(WORK TO BE COMPLETED)
Your output is the line containing "Q: Pick out each instance of the cucumber" plus all lines after it to the end of the records, reproduced exactly, with nothing else.

(TASK INPUT)
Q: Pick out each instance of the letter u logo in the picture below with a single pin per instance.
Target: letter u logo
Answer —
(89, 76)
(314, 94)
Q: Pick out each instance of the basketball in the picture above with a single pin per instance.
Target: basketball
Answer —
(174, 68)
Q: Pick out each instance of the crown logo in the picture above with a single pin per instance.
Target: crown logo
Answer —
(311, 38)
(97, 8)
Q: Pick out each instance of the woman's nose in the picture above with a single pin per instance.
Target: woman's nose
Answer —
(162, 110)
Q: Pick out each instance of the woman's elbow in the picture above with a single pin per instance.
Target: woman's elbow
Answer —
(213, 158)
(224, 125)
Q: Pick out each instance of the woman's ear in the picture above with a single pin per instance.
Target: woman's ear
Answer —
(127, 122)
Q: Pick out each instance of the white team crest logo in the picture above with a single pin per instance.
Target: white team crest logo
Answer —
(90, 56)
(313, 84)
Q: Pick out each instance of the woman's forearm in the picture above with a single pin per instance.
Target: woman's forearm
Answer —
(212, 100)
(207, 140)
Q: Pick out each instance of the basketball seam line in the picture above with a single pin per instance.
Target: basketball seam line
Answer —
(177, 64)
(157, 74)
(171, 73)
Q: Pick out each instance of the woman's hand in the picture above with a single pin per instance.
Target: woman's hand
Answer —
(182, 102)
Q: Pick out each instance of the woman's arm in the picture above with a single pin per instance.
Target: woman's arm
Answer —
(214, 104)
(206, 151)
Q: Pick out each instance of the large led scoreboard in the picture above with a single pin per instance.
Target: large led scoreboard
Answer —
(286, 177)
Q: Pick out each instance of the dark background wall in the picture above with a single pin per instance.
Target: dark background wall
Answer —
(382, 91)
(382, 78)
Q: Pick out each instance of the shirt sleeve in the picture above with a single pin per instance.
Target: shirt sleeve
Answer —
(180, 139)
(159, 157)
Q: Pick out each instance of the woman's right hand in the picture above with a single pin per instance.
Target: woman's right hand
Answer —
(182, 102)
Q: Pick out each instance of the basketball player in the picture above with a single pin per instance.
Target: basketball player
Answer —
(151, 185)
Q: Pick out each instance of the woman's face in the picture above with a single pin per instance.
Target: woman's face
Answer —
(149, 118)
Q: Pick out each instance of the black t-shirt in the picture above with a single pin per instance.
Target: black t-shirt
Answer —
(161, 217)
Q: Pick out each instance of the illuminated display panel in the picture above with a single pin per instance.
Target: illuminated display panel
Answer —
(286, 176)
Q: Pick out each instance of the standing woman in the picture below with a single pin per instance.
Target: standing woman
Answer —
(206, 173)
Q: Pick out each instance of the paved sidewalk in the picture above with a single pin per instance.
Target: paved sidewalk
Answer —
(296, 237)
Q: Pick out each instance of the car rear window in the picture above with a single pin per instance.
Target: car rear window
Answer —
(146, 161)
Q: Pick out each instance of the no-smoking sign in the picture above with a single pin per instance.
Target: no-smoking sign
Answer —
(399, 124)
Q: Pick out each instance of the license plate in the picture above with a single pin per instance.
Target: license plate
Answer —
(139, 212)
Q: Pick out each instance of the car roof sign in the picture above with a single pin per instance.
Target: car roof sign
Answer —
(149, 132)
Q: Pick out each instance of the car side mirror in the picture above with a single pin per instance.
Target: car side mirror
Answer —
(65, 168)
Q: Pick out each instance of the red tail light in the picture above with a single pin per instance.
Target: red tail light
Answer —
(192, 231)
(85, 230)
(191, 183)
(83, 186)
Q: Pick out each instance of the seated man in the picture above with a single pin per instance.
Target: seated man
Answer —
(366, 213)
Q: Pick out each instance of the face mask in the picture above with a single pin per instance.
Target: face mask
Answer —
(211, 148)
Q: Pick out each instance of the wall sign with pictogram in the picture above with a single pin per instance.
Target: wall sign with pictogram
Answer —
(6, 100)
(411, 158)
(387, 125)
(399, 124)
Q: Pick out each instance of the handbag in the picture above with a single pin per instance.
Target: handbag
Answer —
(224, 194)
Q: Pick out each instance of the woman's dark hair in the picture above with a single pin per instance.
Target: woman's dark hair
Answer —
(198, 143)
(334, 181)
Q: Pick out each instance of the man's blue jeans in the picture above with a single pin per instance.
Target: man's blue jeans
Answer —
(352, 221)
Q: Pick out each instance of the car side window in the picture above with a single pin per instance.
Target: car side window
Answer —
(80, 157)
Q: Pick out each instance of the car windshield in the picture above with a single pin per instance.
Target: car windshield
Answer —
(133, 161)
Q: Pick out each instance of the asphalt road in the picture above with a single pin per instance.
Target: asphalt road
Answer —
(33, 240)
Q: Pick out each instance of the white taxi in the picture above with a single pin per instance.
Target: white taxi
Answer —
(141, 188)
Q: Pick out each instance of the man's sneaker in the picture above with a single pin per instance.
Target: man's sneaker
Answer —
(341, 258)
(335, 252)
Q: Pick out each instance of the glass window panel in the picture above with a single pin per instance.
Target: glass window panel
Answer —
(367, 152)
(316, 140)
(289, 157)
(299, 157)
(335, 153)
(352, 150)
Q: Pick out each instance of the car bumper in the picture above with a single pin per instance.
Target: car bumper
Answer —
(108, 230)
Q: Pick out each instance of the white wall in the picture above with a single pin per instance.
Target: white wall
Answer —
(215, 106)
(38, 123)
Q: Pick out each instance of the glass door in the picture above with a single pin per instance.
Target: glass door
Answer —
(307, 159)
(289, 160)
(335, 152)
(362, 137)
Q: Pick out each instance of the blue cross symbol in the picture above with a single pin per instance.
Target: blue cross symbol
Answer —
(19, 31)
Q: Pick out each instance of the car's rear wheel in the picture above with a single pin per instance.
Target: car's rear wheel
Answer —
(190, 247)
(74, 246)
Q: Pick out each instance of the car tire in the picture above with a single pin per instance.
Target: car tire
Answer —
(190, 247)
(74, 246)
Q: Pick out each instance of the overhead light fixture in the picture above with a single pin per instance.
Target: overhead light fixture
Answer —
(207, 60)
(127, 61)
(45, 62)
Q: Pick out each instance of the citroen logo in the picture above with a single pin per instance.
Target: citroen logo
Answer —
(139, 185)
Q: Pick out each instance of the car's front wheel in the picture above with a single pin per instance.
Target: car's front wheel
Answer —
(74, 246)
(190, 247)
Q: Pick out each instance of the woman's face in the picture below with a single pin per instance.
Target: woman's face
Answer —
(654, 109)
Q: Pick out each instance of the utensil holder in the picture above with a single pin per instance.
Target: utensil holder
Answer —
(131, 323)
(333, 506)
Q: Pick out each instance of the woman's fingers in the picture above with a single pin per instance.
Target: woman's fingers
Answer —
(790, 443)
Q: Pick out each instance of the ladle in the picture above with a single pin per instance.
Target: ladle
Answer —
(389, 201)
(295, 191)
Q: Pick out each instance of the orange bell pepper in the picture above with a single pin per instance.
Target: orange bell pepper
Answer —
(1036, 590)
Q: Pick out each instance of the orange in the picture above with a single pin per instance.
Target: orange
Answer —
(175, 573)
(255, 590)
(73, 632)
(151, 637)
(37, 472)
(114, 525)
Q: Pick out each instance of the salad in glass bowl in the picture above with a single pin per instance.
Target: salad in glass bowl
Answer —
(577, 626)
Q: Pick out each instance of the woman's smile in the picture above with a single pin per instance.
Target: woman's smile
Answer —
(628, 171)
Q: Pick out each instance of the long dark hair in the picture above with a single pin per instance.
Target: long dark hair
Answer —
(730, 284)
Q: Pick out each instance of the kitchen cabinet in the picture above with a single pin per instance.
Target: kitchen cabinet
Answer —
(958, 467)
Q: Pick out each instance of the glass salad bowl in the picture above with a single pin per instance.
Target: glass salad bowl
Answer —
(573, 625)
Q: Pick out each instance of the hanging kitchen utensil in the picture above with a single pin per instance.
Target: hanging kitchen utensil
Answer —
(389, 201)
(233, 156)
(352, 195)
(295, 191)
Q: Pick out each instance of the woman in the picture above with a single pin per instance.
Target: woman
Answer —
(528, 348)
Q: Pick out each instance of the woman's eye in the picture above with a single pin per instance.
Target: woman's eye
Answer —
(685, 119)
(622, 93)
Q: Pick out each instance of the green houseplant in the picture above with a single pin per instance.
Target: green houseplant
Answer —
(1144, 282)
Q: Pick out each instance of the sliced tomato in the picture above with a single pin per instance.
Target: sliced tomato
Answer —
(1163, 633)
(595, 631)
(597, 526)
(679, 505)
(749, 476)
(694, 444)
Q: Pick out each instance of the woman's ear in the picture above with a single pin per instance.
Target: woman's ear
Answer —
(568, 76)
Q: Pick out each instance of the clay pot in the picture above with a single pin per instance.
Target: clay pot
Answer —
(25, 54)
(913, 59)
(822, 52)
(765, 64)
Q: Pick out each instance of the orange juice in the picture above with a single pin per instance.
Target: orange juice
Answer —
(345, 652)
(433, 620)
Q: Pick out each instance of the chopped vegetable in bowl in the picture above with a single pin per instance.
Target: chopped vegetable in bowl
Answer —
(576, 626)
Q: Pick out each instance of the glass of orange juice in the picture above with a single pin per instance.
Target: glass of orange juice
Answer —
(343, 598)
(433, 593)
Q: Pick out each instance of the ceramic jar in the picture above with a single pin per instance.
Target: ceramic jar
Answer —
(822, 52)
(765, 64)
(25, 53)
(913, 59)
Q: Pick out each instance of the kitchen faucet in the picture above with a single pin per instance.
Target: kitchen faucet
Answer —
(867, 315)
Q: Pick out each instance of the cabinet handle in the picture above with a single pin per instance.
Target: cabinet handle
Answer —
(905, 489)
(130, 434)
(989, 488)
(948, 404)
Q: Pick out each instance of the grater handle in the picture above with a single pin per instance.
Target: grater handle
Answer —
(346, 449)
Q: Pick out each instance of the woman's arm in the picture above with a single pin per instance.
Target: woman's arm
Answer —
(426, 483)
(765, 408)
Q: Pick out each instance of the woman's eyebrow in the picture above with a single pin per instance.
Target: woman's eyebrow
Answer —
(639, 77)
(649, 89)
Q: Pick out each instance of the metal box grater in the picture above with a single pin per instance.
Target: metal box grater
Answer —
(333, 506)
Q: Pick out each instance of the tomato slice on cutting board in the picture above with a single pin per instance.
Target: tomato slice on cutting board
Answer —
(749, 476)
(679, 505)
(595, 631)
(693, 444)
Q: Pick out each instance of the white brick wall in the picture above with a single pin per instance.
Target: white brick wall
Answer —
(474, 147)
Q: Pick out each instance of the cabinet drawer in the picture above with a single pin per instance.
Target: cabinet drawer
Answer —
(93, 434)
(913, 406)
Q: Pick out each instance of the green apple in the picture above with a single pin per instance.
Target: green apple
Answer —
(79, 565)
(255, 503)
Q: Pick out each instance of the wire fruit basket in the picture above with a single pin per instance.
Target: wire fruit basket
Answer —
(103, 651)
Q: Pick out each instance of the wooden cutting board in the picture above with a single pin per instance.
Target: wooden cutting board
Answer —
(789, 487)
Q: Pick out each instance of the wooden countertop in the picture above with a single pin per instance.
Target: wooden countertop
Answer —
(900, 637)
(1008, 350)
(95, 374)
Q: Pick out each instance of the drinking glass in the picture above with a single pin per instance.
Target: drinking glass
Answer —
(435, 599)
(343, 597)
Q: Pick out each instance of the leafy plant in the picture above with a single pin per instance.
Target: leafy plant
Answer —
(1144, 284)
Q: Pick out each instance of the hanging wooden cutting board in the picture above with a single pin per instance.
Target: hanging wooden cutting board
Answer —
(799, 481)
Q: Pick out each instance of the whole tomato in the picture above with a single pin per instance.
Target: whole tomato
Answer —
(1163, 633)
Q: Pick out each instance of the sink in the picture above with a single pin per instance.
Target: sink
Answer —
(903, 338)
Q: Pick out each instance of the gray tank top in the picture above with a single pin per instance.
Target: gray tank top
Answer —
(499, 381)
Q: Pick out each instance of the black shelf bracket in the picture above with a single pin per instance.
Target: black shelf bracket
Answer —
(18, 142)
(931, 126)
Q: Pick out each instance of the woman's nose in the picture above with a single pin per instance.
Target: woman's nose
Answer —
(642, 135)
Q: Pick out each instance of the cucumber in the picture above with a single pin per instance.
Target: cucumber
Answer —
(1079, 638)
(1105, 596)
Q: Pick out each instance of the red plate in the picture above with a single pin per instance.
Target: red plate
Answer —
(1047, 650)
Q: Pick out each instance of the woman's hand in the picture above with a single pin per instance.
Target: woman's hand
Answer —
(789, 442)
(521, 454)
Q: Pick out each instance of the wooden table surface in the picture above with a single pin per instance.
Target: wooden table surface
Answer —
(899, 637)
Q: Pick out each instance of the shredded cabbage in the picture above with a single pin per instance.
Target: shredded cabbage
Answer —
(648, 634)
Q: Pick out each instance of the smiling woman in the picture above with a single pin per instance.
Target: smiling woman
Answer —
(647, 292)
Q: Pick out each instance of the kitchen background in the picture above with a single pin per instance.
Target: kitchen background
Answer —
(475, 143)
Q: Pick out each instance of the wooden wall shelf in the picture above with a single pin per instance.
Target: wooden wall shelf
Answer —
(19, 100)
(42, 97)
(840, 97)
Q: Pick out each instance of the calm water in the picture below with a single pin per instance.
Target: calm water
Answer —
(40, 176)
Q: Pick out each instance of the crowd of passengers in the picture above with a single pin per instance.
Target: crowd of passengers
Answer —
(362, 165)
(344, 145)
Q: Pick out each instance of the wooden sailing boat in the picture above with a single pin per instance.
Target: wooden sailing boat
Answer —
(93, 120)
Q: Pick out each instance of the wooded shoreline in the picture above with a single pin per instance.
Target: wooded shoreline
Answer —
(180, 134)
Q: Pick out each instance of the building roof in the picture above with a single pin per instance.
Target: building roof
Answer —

(SOLUTION)
Q: Pick out each instance of the cucumber in the picture above with a single pin per instance.
Target: cucumber
Answer —
(1079, 638)
(1105, 596)
Q: Pick out each instance of the red plate in the picture above with a single pin per instance.
Target: red plate
Answer —
(1047, 650)
Q: Pick out each instance of the woman's hand in the picture above with a single pin per instance.
Target: woman's hand
Answer —
(789, 442)
(521, 454)
Q: Pick out each instance of the wooden table surface in the picture above with a single pin per instance.
Target: wooden table surface
Answer —
(899, 637)
Q: Pick out each instance of the shredded cabbage in the picture above with a single pin per instance.
Target: shredded cabbage
Answer —
(648, 634)
Q: Pick out each instance of the smiling woman in the picture above with a single pin per instance.
Target: smiling woman
Answer —
(647, 292)
Q: Pick out each instance of the kitchen background in the picture above with a single pin per instance.
Target: kitchen background
Answer —
(475, 143)
Q: Pick out each instance of the wooden wall shelf in the picture above with a single pin per instance.
Target: wooden wall shelf
Answer —
(19, 100)
(42, 97)
(840, 97)
Q: Pick out each instance of the calm water in the picture below with a single pin per instance.
Target: calm water
Answer —
(40, 176)
Q: Pick out each instance of the crowd of passengers in the picture above with a single pin per instance.
Target: crowd of passengers
Answer —
(362, 165)
(344, 145)
Q: Pick out each instance of the wooden sailing boat in the picture above with a single pin per instance.
Target: wooden sailing boat
Answer —
(93, 120)
Q: Pick out each instance of the wooded shoreline in the picture above with a single pin per instance.
Target: wooded shoreline
Answer —
(180, 134)
Q: Pick out each instance of the building roof in the picture above with a single pin per instance.
Target: building roof
Answer —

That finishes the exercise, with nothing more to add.